++++ Material provided ++++
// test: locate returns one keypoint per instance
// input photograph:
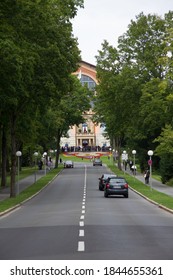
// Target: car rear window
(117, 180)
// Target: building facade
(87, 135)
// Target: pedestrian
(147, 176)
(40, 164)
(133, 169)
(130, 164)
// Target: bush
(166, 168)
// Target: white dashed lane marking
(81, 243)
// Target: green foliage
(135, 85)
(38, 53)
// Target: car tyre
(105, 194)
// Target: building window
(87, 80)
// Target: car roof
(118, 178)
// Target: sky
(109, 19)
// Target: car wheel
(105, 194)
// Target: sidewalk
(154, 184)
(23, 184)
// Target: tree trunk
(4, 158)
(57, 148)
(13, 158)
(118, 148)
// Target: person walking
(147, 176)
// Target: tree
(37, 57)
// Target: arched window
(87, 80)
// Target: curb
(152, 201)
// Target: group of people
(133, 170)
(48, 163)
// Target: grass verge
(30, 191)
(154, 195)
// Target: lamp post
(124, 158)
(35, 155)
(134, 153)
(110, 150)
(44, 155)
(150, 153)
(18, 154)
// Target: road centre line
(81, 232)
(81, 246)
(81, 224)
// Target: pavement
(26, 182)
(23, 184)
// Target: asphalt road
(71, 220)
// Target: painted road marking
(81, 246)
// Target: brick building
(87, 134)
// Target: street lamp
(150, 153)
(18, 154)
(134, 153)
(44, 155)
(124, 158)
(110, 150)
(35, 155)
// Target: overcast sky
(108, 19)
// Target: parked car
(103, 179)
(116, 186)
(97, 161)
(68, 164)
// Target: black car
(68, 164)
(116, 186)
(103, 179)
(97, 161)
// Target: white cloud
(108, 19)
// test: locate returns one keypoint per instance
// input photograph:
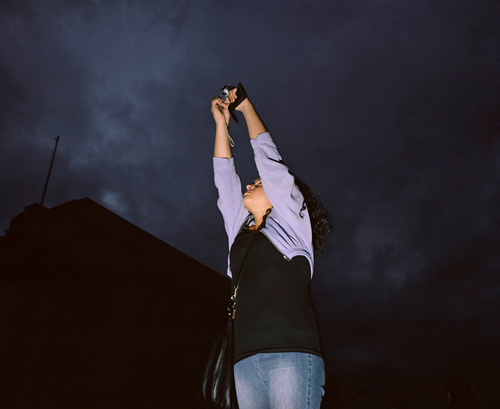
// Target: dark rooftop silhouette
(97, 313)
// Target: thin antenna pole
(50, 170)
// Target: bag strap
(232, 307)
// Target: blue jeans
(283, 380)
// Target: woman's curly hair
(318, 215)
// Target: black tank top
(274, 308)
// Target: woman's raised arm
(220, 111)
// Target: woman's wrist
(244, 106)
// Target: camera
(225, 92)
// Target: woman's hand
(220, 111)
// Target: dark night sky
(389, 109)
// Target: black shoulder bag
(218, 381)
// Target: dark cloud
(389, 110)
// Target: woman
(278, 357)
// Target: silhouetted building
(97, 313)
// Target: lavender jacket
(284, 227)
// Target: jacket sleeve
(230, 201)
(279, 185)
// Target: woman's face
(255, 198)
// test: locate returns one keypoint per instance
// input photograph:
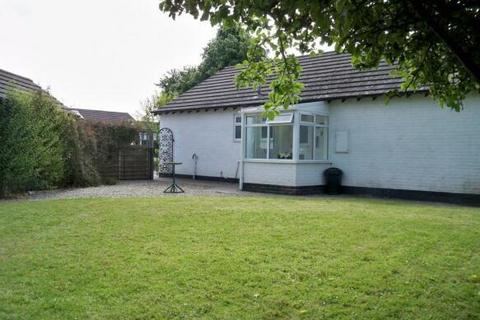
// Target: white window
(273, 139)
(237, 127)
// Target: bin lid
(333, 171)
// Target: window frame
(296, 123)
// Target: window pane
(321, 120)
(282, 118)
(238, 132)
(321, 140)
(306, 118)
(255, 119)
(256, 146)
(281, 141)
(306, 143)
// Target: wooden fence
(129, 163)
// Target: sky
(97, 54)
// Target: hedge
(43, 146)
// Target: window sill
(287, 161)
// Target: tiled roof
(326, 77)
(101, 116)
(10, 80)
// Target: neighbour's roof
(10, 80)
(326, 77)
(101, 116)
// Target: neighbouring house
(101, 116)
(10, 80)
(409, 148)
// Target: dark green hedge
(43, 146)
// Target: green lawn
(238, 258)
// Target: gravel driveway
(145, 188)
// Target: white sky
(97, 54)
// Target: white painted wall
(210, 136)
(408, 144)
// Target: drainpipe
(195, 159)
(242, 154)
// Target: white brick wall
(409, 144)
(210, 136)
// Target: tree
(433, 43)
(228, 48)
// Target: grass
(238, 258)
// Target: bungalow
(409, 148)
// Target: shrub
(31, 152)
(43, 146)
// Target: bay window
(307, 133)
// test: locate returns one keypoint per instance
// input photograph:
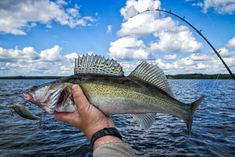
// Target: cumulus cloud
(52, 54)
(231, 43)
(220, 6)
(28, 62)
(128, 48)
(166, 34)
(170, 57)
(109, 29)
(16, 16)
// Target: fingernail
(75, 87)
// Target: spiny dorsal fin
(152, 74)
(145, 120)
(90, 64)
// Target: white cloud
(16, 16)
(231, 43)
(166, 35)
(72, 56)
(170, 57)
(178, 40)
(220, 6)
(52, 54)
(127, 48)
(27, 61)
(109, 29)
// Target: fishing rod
++++
Repeat each line of the records exactly. Do not include the pictures.

▶ **Completed exercise**:
// test: locate returns one keypoint per instance
// input photograph:
// Target: car rear window
(117, 180)
// Target: building facade
(87, 135)
// Target: pedestrian
(147, 176)
(40, 164)
(133, 169)
(130, 164)
// Target: bush
(166, 168)
// Target: white dashed lane marking
(81, 243)
// Target: green foliage
(135, 85)
(38, 53)
// Target: car tyre
(105, 194)
// Target: building window
(87, 80)
// Target: car roof
(118, 178)
// Target: sky
(109, 19)
// Target: car wheel
(105, 194)
// Target: sidewalk
(154, 184)
(23, 184)
// Target: tree trunk
(4, 158)
(57, 148)
(13, 158)
(118, 148)
// Target: person walking
(147, 176)
// Target: tree
(37, 57)
// Target: arched window
(87, 80)
// Target: curb
(152, 201)
// Target: group of people
(133, 170)
(48, 163)
// Target: grass verge
(30, 191)
(154, 195)
// Target: lamp post
(124, 158)
(35, 155)
(134, 153)
(110, 150)
(44, 155)
(150, 153)
(18, 154)
// Target: road centre line
(81, 232)
(81, 246)
(81, 224)
// Target: pavement
(26, 182)
(23, 184)
// Target: asphalt road
(71, 220)
// Target: painted road marking
(81, 246)
// Target: brick building
(87, 134)
// Target: street lamp
(150, 153)
(18, 154)
(134, 153)
(44, 155)
(124, 158)
(110, 150)
(35, 155)
// Target: overcast sky
(108, 19)
// Target: parked car
(103, 179)
(116, 186)
(97, 161)
(68, 164)
// Target: black car
(68, 164)
(116, 186)
(103, 179)
(97, 161)
// Target: white cloud
(108, 19)
// test: locate returns one keypoint per instance
// input photograph:
// Target: dark rooftop silhouette
(97, 313)
// Target: thin antenna pole
(50, 170)
// Target: bag strap
(232, 307)
// Target: blue jeans
(283, 380)
// Target: woman's curly hair
(318, 215)
// Target: black tank top
(274, 308)
// Target: woman's raised arm
(220, 111)
// Target: woman's wrist
(244, 106)
// Target: camera
(225, 92)
// Target: woman's hand
(220, 111)
// Target: dark night sky
(389, 109)
// Target: black shoulder bag
(218, 381)
// Target: dark cloud
(389, 110)
// Target: woman
(278, 357)
// Target: silhouetted building
(97, 313)
// Target: lavender jacket
(284, 227)
// Target: jacket sleeve
(230, 201)
(279, 185)
// Target: woman's face
(255, 198)
// test: locate returns one keypoint per instance
// input photograph:
// Target: white window
(273, 139)
(237, 127)
// Target: bin lid
(333, 171)
// Target: window frame
(296, 123)
// Target: window pane
(321, 120)
(282, 118)
(238, 132)
(321, 140)
(306, 118)
(255, 119)
(256, 146)
(281, 141)
(306, 143)
// Target: wooden fence
(129, 163)
// Target: sky
(97, 54)
// Target: hedge
(43, 146)
// Target: window sill
(287, 161)
// Target: tiled roof
(326, 77)
(101, 116)
(10, 80)
// Target: neighbour's roof
(10, 80)
(326, 77)
(101, 116)
// Target: neighbouring house
(101, 116)
(10, 80)
(409, 148)
// Target: dark green hedge
(43, 146)
// Target: green lawn
(238, 258)
// Target: gravel driveway
(145, 188)
// Target: white sky
(97, 54)
// Target: white painted wall
(210, 136)
(408, 144)
// Target: drainpipe
(195, 159)
(242, 154)
// Target: white brick wall
(409, 144)
(210, 136)
// Target: tree
(433, 43)
(228, 48)
// Target: grass
(238, 258)
// Target: bungalow
(409, 148)
// Target: shrub
(31, 152)
(43, 146)
// Target: bay window
(307, 133)
// test: locate returns one keypoint per instance
// input photograph:
// Target: cumulus cloud
(52, 54)
(231, 43)
(220, 6)
(28, 62)
(128, 48)
(166, 34)
(170, 57)
(109, 29)
(16, 16)
// Target: fingernail
(75, 87)
// Target: spiny dorsal fin
(152, 74)
(145, 120)
(90, 64)
// Target: white cloud
(16, 16)
(231, 43)
(166, 35)
(72, 56)
(170, 57)
(178, 40)
(220, 6)
(52, 54)
(127, 48)
(27, 61)
(109, 29)
// Target: fishing rod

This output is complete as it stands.